Print everything in the data below, word for word, from the line containing "Please examine the scan above and tell me where the paved" down to the line containing "[123,45,127,55]". Include both of those lines.

** begin EXTRACTED ENTRIES **

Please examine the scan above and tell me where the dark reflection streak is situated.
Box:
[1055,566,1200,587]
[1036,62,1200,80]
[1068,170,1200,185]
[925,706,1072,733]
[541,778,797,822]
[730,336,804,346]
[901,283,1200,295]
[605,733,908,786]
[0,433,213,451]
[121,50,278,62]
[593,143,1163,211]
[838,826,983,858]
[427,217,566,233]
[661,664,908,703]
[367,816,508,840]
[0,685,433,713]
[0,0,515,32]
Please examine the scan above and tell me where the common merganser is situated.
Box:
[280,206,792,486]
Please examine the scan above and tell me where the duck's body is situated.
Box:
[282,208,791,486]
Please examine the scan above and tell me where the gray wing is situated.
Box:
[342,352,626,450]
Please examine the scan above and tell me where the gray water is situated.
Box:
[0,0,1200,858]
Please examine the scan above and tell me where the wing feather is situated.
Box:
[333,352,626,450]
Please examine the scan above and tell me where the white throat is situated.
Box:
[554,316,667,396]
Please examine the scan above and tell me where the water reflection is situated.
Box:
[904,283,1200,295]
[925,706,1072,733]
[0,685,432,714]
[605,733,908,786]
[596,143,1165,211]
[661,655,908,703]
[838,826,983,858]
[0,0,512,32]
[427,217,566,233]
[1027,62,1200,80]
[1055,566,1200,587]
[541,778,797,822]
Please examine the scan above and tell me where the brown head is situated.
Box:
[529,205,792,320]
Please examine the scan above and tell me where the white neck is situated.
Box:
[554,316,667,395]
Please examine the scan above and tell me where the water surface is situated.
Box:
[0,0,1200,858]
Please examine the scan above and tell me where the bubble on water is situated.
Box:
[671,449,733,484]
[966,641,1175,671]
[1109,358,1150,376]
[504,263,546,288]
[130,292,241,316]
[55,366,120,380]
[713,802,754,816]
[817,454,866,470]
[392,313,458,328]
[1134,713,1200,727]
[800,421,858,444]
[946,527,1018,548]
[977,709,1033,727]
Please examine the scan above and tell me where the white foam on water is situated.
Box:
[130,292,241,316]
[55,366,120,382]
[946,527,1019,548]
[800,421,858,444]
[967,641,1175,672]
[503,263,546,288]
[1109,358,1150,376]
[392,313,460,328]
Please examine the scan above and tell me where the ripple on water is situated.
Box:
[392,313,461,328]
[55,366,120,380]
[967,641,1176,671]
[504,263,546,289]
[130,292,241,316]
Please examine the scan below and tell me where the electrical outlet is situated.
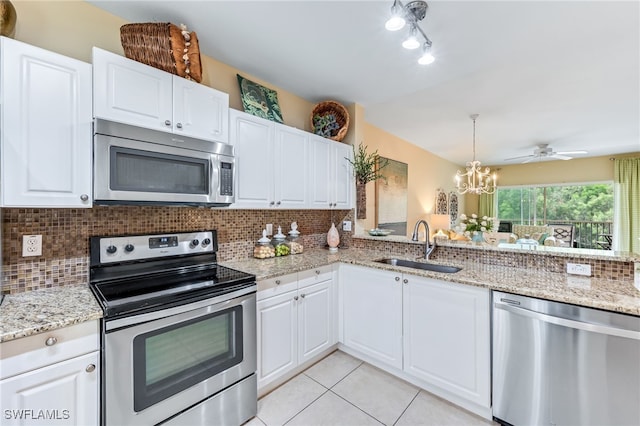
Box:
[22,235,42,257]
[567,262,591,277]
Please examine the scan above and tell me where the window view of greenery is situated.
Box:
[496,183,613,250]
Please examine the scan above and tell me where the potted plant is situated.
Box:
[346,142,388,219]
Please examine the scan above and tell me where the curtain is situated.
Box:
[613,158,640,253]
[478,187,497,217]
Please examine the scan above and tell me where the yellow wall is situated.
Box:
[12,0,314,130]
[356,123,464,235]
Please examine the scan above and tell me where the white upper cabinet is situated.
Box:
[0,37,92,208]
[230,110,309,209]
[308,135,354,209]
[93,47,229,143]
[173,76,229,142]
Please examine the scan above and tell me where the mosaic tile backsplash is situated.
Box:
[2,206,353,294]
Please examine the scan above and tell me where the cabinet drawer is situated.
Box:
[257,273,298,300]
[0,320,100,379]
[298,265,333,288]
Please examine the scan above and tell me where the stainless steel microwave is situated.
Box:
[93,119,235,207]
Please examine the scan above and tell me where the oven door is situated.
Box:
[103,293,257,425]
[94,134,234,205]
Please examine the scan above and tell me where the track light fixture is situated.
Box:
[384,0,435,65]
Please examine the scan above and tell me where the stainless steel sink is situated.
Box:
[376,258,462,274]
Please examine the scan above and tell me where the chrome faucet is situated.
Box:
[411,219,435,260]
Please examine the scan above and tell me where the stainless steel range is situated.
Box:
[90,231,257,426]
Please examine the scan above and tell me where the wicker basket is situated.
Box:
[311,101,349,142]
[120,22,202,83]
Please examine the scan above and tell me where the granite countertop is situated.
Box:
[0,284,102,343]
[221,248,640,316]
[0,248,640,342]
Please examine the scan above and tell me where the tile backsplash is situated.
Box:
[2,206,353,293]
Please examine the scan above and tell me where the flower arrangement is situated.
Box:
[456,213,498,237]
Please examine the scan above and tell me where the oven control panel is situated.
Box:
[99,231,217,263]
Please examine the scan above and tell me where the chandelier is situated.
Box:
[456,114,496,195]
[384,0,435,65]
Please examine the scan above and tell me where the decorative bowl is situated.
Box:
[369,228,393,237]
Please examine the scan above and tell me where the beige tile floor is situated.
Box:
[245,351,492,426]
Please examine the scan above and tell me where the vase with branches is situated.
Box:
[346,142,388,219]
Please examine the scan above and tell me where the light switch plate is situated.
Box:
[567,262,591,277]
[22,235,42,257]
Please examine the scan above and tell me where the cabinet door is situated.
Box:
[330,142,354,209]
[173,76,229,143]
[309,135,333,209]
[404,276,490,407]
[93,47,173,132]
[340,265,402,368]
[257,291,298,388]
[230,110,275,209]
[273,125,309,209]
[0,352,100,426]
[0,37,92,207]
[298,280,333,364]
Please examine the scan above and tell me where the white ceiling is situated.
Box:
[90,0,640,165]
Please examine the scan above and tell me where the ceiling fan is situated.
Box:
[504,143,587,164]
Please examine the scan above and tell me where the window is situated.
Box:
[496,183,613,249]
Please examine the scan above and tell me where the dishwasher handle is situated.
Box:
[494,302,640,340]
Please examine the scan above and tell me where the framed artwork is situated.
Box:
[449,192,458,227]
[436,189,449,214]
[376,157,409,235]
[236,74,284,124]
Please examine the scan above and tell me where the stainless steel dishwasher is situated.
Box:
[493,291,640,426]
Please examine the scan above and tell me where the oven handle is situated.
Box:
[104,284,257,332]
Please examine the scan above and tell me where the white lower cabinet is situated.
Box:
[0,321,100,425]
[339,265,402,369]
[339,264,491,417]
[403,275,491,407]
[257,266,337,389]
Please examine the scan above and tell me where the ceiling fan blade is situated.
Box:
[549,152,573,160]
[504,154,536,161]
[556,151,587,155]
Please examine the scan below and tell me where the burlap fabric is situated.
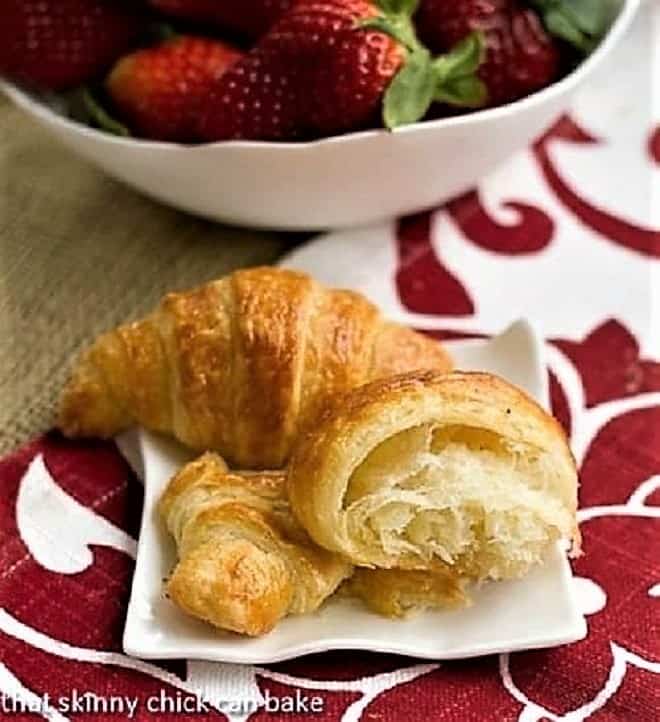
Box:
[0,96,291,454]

** end EXTRACTED ENTRIES **
** begin EXTRACTED ENTRIES **

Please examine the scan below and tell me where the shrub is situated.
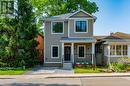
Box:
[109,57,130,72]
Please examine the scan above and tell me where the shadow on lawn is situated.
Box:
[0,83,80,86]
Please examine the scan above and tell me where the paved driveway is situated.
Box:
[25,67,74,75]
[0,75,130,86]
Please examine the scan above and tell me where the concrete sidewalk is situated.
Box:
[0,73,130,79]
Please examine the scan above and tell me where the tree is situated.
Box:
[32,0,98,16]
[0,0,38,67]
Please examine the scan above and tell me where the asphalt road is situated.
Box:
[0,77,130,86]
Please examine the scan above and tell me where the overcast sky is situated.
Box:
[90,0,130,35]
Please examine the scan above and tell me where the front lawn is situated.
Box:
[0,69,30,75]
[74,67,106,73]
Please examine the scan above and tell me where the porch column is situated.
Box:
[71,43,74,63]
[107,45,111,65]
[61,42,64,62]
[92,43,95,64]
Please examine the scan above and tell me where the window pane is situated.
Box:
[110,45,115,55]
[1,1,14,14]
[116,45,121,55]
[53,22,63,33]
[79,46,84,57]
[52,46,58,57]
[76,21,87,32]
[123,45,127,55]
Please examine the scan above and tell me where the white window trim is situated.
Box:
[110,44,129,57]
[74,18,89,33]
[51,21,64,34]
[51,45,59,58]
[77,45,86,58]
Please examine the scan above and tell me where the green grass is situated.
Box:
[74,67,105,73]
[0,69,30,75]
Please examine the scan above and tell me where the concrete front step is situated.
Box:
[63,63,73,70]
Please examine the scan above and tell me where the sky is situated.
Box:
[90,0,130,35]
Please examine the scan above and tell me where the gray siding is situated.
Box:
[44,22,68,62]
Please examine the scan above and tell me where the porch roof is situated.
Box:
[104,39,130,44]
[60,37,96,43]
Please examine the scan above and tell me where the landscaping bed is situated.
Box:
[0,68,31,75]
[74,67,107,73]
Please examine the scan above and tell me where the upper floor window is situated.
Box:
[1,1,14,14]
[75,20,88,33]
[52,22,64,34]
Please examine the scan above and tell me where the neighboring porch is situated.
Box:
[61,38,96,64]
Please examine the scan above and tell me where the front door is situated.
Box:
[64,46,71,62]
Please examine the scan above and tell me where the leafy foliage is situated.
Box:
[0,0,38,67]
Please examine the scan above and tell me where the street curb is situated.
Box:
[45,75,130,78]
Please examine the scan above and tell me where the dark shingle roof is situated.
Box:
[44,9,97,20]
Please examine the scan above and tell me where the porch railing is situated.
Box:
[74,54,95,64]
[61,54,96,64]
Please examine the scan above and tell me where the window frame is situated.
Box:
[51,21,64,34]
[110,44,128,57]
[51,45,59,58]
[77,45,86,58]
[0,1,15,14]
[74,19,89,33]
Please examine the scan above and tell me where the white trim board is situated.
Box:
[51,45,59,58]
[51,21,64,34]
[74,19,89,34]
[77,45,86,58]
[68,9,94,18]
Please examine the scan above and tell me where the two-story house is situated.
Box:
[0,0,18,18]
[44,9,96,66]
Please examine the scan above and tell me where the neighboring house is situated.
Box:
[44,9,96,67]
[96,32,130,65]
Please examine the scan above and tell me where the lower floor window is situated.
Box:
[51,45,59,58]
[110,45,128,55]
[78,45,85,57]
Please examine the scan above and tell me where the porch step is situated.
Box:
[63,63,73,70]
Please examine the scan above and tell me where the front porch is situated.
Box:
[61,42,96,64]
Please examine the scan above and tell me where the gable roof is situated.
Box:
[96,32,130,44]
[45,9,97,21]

** end EXTRACTED ENTRIES **

OUTPUT FOR THIS TASK —
Please examine the scan above and tell me where the paved driveway is situated.
Box:
[25,67,74,75]
[0,75,130,86]
Please examine the scan above and tell me where the concrete sidewalk is situated.
Box:
[0,73,130,79]
Please examine the scan above and tell me where the tree is situated.
Box:
[32,0,98,16]
[0,0,38,67]
Please examine the scan above and tell me where the asphalt road is situated.
Box:
[0,77,130,86]
Please examine the scan above and tell me where the overcast sky is situated.
Box:
[90,0,130,35]
Please examine the scan above and tell me where the front lawn is situated.
Box:
[0,69,30,75]
[74,67,106,73]
Please examine the scan above and tell me where the porch column is situated.
Box:
[71,43,74,63]
[107,45,111,65]
[61,42,64,62]
[92,43,95,64]
Please examine the scan above and tell me where the window pane is situated.
Box:
[110,45,115,55]
[1,1,14,14]
[116,45,121,55]
[53,22,63,33]
[79,46,84,57]
[52,46,58,57]
[76,21,87,32]
[123,45,127,55]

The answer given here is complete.